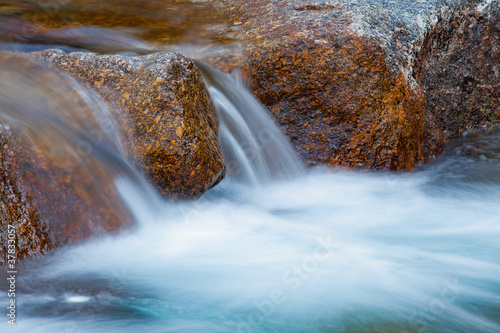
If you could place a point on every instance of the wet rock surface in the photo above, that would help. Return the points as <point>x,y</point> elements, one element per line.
<point>370,84</point>
<point>48,198</point>
<point>55,191</point>
<point>167,120</point>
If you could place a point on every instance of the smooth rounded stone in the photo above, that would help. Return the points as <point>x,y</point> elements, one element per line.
<point>48,197</point>
<point>167,120</point>
<point>57,177</point>
<point>360,83</point>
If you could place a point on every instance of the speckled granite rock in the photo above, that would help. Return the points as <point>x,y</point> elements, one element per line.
<point>371,83</point>
<point>51,197</point>
<point>47,196</point>
<point>167,120</point>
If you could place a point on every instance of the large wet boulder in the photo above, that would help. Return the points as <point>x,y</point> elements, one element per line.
<point>370,83</point>
<point>60,158</point>
<point>51,192</point>
<point>168,123</point>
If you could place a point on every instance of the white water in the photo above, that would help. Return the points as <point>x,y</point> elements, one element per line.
<point>341,252</point>
<point>323,252</point>
<point>254,148</point>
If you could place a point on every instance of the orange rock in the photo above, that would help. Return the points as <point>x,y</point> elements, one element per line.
<point>140,90</point>
<point>52,197</point>
<point>349,82</point>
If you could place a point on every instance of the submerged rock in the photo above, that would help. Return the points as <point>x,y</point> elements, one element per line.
<point>52,191</point>
<point>371,84</point>
<point>60,158</point>
<point>167,120</point>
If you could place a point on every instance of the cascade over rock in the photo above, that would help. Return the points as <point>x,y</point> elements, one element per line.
<point>370,84</point>
<point>63,147</point>
<point>167,121</point>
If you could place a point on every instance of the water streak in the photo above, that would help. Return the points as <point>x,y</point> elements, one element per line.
<point>253,146</point>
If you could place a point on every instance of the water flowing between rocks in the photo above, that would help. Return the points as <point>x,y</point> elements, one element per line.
<point>307,251</point>
<point>275,247</point>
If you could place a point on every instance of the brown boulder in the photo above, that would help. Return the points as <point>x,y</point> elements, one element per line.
<point>48,196</point>
<point>358,84</point>
<point>55,187</point>
<point>168,123</point>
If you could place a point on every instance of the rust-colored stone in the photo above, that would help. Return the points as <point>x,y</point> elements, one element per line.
<point>167,120</point>
<point>345,79</point>
<point>168,127</point>
<point>48,198</point>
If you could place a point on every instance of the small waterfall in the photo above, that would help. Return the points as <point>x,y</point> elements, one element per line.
<point>72,129</point>
<point>254,148</point>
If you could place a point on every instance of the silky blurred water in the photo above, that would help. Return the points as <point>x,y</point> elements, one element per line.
<point>326,252</point>
<point>323,252</point>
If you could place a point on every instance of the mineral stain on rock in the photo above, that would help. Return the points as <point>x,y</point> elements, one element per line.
<point>53,196</point>
<point>371,84</point>
<point>168,123</point>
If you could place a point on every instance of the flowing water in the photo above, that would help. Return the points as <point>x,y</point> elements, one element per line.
<point>285,250</point>
<point>320,252</point>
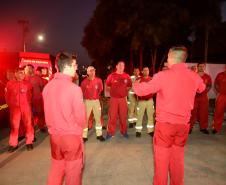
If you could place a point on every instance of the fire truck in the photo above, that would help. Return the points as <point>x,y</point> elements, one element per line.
<point>9,61</point>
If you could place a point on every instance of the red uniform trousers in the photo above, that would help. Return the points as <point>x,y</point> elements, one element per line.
<point>90,122</point>
<point>16,114</point>
<point>67,160</point>
<point>169,141</point>
<point>220,106</point>
<point>200,112</point>
<point>117,106</point>
<point>38,112</point>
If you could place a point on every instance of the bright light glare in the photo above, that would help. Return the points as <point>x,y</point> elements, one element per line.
<point>40,38</point>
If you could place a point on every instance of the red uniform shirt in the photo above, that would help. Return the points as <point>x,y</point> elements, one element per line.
<point>119,84</point>
<point>220,81</point>
<point>18,93</point>
<point>207,80</point>
<point>64,107</point>
<point>149,96</point>
<point>176,89</point>
<point>92,88</point>
<point>37,85</point>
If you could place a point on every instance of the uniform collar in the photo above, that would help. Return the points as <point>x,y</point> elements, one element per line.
<point>62,76</point>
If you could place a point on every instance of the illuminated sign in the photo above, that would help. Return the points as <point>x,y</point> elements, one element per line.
<point>34,61</point>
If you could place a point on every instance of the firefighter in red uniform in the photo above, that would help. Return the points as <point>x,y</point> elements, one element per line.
<point>220,104</point>
<point>201,105</point>
<point>119,84</point>
<point>92,86</point>
<point>176,89</point>
<point>37,101</point>
<point>65,119</point>
<point>18,97</point>
<point>132,101</point>
<point>145,103</point>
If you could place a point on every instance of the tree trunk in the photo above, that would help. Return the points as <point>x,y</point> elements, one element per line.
<point>206,45</point>
<point>141,57</point>
<point>153,59</point>
<point>162,62</point>
<point>131,61</point>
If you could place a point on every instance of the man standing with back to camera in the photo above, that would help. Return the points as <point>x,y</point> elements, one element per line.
<point>176,89</point>
<point>65,119</point>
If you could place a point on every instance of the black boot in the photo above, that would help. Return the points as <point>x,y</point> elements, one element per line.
<point>29,147</point>
<point>204,131</point>
<point>101,138</point>
<point>12,148</point>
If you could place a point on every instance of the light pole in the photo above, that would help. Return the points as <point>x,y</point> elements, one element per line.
<point>25,30</point>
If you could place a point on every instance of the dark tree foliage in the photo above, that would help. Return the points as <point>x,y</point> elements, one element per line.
<point>140,32</point>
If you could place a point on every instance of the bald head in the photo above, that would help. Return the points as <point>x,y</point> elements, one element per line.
<point>177,55</point>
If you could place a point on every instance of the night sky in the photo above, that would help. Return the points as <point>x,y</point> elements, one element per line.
<point>62,22</point>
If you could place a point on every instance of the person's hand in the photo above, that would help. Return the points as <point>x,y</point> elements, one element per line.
<point>136,81</point>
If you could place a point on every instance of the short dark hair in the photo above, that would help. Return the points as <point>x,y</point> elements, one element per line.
<point>182,50</point>
<point>30,65</point>
<point>64,59</point>
<point>18,69</point>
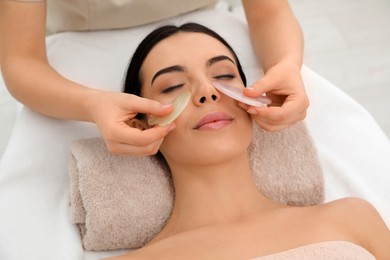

## What is required
At the line containing "of the dark", start reproducing exactly, and stop after the last line of the listing; include both ends, and leave the pictures out.

## Response to this exercise
If you could place a point on every instance of the dark tree foliage in the photo above, that would help. Return the points as <point>x,y</point> elements, one element per line.
<point>140,32</point>
If you could place a point on every instance of the bald head in the photo above, that would help. Return the points as <point>x,y</point> elements, one element per line.
<point>177,55</point>
If you could place a point on every instance of the night sky in the photo above, that would help. Return the points as <point>x,y</point> elements, one element per line.
<point>62,22</point>
If you could place a point on every instance of the person's hand in the photo above, that would help. Return the points as <point>x,y</point> elements, one element per line.
<point>136,81</point>
If you could place a point on every instance of the short dark hair in the photo above, that would help. Return the points as <point>x,y</point> elements, one element per line.
<point>182,50</point>
<point>30,65</point>
<point>64,59</point>
<point>18,69</point>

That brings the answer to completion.